#### WORK TASK
Quote precisely the final stretch of the listing: start at the line containing "Query: bride's white wedding dress" and stop after the last line.
** Opening SUPPLIED DATA block **
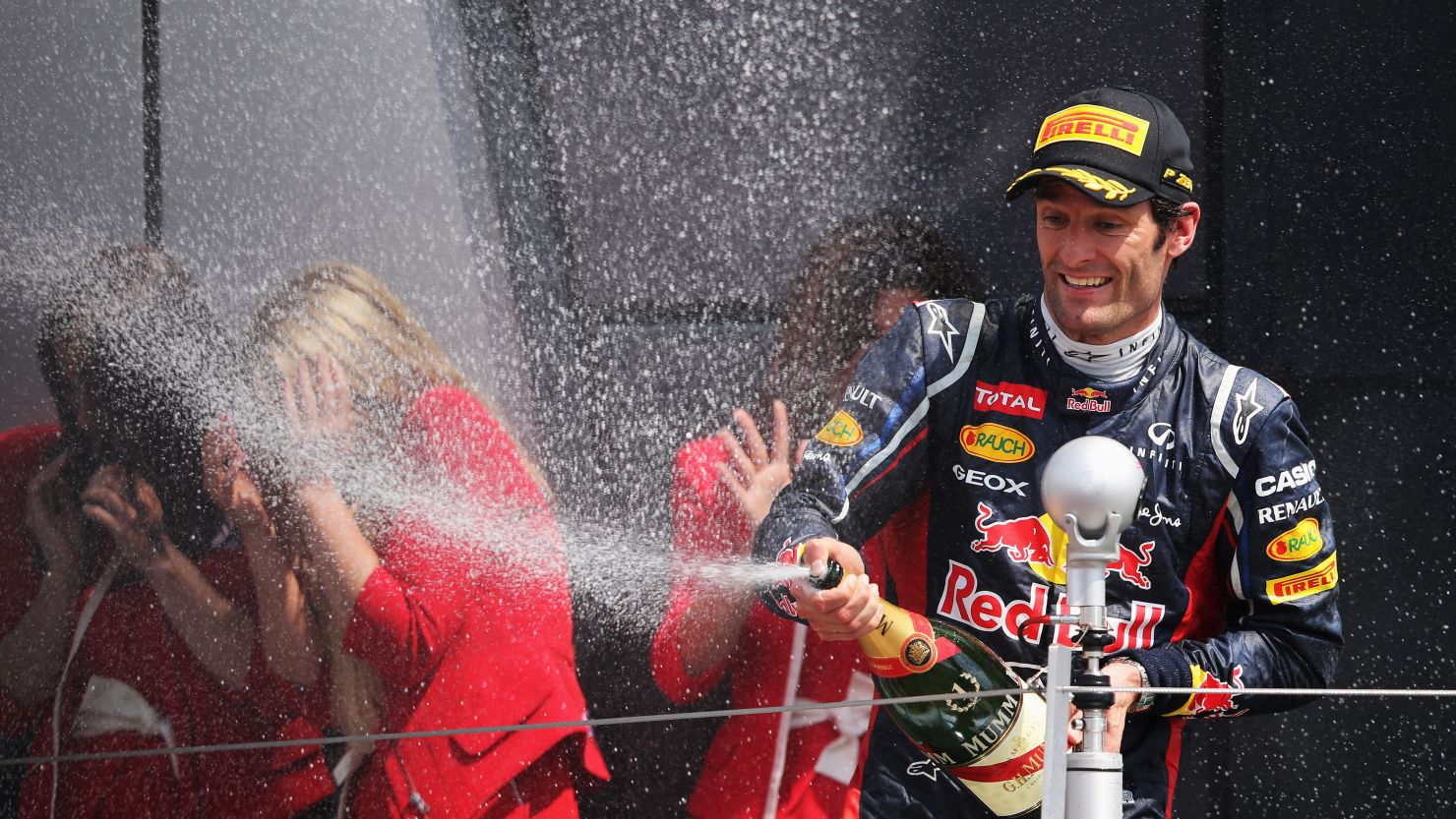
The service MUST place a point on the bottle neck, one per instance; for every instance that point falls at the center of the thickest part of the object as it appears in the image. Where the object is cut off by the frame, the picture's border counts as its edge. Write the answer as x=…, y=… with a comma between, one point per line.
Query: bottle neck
x=903, y=643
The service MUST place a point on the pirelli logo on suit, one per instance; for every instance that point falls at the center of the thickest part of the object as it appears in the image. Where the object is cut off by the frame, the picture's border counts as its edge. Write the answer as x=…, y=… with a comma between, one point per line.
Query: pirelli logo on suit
x=1312, y=582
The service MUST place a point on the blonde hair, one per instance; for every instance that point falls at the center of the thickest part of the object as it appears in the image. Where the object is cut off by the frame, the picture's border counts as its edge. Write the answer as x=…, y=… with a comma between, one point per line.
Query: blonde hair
x=389, y=360
x=344, y=312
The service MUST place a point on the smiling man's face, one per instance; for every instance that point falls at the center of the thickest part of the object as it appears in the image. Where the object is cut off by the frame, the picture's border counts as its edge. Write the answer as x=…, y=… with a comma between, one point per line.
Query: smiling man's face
x=1104, y=267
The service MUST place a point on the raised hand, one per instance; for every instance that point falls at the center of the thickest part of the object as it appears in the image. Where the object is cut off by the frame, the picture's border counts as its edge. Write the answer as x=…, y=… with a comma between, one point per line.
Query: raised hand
x=321, y=413
x=758, y=475
x=128, y=508
x=54, y=518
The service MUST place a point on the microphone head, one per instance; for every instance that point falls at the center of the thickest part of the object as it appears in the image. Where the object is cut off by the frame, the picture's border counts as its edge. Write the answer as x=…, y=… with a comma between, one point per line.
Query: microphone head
x=1089, y=478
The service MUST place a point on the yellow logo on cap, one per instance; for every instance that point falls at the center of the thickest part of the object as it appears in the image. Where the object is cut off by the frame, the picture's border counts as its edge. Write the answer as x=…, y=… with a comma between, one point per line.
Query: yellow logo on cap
x=1095, y=124
x=1179, y=178
x=1111, y=190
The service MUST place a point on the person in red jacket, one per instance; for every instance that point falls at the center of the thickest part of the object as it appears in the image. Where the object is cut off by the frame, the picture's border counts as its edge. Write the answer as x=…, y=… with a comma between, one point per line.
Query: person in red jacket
x=856, y=279
x=154, y=648
x=439, y=578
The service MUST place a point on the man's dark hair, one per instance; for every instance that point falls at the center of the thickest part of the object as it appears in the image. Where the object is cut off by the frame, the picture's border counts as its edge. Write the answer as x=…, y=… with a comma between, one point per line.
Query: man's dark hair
x=1165, y=212
x=152, y=354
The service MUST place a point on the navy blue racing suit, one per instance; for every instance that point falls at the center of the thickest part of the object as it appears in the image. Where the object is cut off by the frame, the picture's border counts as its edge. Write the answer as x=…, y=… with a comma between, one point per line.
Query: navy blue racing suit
x=1226, y=578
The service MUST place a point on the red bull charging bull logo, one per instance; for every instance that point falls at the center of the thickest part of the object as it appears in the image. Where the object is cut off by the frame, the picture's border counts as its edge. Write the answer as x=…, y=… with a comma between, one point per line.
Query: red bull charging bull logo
x=1086, y=399
x=1041, y=546
x=965, y=601
x=1215, y=694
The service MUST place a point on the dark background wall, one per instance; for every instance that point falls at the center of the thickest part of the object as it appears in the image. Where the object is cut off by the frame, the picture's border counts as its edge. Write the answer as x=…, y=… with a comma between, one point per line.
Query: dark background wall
x=600, y=205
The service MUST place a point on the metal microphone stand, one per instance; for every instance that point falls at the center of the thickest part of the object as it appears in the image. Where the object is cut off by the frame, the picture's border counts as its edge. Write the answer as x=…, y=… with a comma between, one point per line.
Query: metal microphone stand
x=1104, y=491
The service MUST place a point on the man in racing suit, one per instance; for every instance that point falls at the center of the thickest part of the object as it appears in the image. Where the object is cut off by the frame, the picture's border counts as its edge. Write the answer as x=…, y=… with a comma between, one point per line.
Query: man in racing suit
x=1226, y=578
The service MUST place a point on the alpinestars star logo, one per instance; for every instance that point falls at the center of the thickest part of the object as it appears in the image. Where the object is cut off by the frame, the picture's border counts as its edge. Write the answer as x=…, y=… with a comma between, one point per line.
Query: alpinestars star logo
x=1244, y=413
x=940, y=326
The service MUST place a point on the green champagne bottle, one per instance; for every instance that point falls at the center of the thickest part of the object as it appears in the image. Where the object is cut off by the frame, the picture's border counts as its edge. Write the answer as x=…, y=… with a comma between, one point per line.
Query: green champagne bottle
x=994, y=745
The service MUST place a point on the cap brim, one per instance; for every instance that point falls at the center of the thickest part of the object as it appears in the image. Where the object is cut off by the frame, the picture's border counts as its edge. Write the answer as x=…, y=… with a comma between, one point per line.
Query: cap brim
x=1100, y=185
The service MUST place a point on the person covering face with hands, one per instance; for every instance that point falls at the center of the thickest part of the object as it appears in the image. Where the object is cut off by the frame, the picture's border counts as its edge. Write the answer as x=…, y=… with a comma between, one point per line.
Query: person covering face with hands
x=1216, y=587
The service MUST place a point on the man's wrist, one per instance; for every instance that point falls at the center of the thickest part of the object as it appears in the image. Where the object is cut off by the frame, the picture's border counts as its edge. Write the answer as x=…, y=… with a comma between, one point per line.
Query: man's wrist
x=1145, y=698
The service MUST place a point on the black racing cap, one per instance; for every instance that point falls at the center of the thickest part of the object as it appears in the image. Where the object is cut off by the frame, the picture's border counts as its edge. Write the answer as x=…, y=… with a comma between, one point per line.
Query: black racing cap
x=1117, y=146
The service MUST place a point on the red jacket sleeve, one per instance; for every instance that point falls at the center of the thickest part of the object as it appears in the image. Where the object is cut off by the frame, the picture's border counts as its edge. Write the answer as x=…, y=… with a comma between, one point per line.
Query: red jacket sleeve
x=414, y=606
x=706, y=522
x=22, y=451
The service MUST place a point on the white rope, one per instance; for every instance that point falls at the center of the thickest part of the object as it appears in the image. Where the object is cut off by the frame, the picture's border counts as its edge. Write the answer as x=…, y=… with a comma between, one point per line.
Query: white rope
x=721, y=713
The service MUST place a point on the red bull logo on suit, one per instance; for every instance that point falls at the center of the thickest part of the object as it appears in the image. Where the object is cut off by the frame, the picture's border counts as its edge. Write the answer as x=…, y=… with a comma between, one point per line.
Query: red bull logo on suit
x=1041, y=546
x=985, y=610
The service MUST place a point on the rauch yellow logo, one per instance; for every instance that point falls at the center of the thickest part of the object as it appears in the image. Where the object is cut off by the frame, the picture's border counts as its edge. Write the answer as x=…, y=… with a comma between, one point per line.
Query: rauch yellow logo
x=997, y=442
x=1298, y=543
x=840, y=431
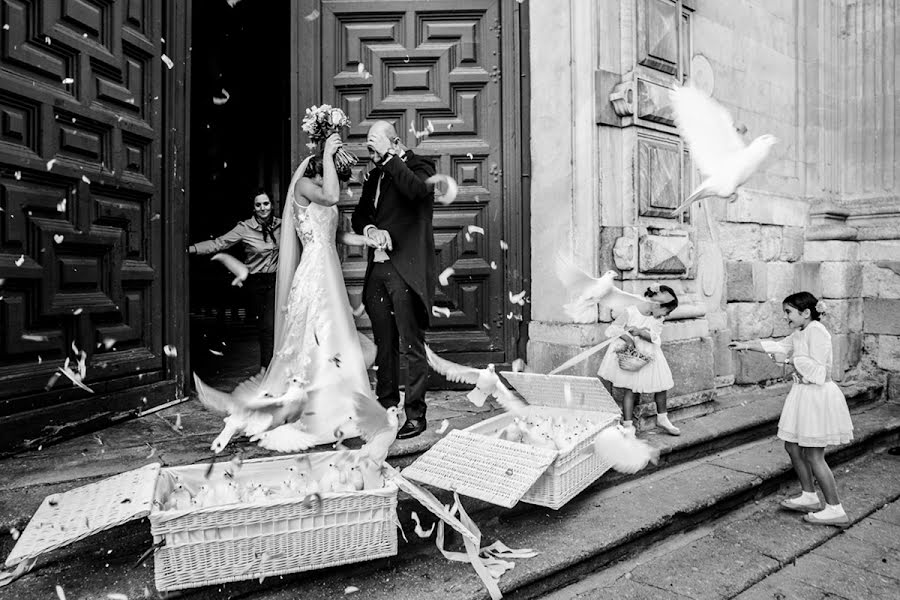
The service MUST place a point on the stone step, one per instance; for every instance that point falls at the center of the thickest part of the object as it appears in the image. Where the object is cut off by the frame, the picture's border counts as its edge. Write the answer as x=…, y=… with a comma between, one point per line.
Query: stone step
x=600, y=526
x=753, y=552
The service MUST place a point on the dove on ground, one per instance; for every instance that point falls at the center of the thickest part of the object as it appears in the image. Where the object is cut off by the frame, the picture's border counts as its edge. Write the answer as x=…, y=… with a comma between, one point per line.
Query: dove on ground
x=587, y=292
x=486, y=382
x=717, y=149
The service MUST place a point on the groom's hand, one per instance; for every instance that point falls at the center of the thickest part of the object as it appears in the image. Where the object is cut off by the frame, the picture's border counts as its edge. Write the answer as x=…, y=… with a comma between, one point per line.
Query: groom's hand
x=382, y=238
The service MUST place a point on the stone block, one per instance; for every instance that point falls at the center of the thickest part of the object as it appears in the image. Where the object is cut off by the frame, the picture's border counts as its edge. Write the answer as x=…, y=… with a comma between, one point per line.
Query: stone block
x=821, y=251
x=846, y=351
x=808, y=278
x=879, y=282
x=879, y=250
x=740, y=241
x=779, y=280
x=792, y=240
x=885, y=350
x=745, y=281
x=881, y=316
x=750, y=320
x=780, y=327
x=687, y=329
x=840, y=280
x=691, y=362
x=754, y=367
x=843, y=316
x=723, y=365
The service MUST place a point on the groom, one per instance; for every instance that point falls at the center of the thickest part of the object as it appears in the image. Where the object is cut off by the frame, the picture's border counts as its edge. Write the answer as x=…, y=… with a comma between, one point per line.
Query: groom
x=395, y=210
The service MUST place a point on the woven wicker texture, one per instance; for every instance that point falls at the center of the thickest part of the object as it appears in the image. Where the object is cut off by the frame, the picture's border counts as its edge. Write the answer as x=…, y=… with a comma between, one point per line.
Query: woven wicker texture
x=490, y=469
x=65, y=518
x=549, y=390
x=234, y=542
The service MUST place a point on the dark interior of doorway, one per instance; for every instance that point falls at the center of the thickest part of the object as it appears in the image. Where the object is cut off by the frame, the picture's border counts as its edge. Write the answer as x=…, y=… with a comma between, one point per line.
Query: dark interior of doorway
x=240, y=108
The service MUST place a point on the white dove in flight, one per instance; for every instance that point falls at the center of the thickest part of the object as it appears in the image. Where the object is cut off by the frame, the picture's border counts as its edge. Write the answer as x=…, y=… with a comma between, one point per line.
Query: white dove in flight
x=255, y=416
x=589, y=291
x=716, y=148
x=486, y=382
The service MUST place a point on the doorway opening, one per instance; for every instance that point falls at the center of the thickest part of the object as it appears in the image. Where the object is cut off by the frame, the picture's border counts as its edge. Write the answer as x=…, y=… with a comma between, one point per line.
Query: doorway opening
x=240, y=142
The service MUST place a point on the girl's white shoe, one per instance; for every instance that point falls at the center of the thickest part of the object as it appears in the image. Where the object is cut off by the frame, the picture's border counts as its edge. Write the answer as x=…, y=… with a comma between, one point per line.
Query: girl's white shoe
x=662, y=421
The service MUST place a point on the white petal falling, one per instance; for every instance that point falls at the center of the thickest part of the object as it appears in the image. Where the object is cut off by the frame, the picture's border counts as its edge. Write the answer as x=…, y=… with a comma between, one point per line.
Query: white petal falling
x=440, y=311
x=222, y=99
x=445, y=275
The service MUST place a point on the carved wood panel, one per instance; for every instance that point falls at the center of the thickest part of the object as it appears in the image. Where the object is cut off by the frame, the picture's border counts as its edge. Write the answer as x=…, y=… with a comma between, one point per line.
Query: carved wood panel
x=431, y=68
x=80, y=193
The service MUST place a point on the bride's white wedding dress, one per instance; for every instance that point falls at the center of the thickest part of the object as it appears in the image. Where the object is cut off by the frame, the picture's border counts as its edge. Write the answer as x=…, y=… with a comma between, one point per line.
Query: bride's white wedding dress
x=318, y=367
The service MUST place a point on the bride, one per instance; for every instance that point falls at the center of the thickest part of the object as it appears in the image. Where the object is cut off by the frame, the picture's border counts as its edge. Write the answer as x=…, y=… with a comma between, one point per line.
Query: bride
x=316, y=389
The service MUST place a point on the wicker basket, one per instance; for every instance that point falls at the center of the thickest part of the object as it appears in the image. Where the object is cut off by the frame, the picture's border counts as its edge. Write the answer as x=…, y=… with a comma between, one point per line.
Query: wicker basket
** Closing SUPPLIED DATA block **
#### RESULT BELOW
Query: bride's white wedding dress
x=318, y=367
The service MUST place a point on the bride, one per instance; for every instance that point falls at the center of the thickest part of the object as it appears in the image. Where the object is cut off by the frame, the picture's border counts as its edge. Write the answer as x=…, y=… with a comma between, one point per line.
Query: bride
x=316, y=389
The service MUST place a point on the wicker basket, one per instance; for every instance that point falls at the center of the thickest part of the object as it appears in the image. Where the object is cut off by the frame, the picture's border counts as its edge. Write the answer as x=…, y=… with a comma between, one point per line.
Query: wicker basket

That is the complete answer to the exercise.